┌──
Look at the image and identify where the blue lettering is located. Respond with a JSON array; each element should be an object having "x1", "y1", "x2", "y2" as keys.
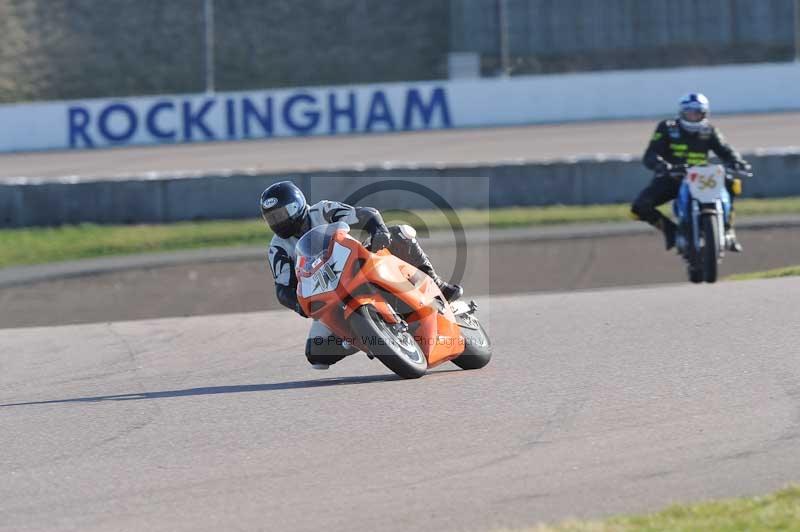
[
  {"x1": 364, "y1": 91, "x2": 395, "y2": 132},
  {"x1": 283, "y1": 93, "x2": 320, "y2": 135},
  {"x1": 328, "y1": 91, "x2": 357, "y2": 134},
  {"x1": 182, "y1": 99, "x2": 216, "y2": 141},
  {"x1": 242, "y1": 97, "x2": 274, "y2": 138},
  {"x1": 225, "y1": 98, "x2": 236, "y2": 139},
  {"x1": 98, "y1": 103, "x2": 138, "y2": 144},
  {"x1": 403, "y1": 87, "x2": 451, "y2": 130},
  {"x1": 68, "y1": 106, "x2": 93, "y2": 148},
  {"x1": 145, "y1": 101, "x2": 176, "y2": 140}
]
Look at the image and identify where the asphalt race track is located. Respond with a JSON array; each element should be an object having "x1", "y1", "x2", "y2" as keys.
[
  {"x1": 1, "y1": 112, "x2": 798, "y2": 180},
  {"x1": 2, "y1": 114, "x2": 800, "y2": 530},
  {"x1": 2, "y1": 279, "x2": 799, "y2": 531}
]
└──
Directions =>
Write out, exactly as given, the line containing "Look at the image and identify where the asphalt" and every line after it to the end of the records. Include nothing else.

Response below =>
Look at the image and identify where the asphalt race track is located. Respond with a JSON array; each element should be an object having "x1", "y1", "x2", "y2" as keys.
[
  {"x1": 1, "y1": 112, "x2": 798, "y2": 180},
  {"x1": 2, "y1": 114, "x2": 800, "y2": 530},
  {"x1": 2, "y1": 279, "x2": 799, "y2": 531}
]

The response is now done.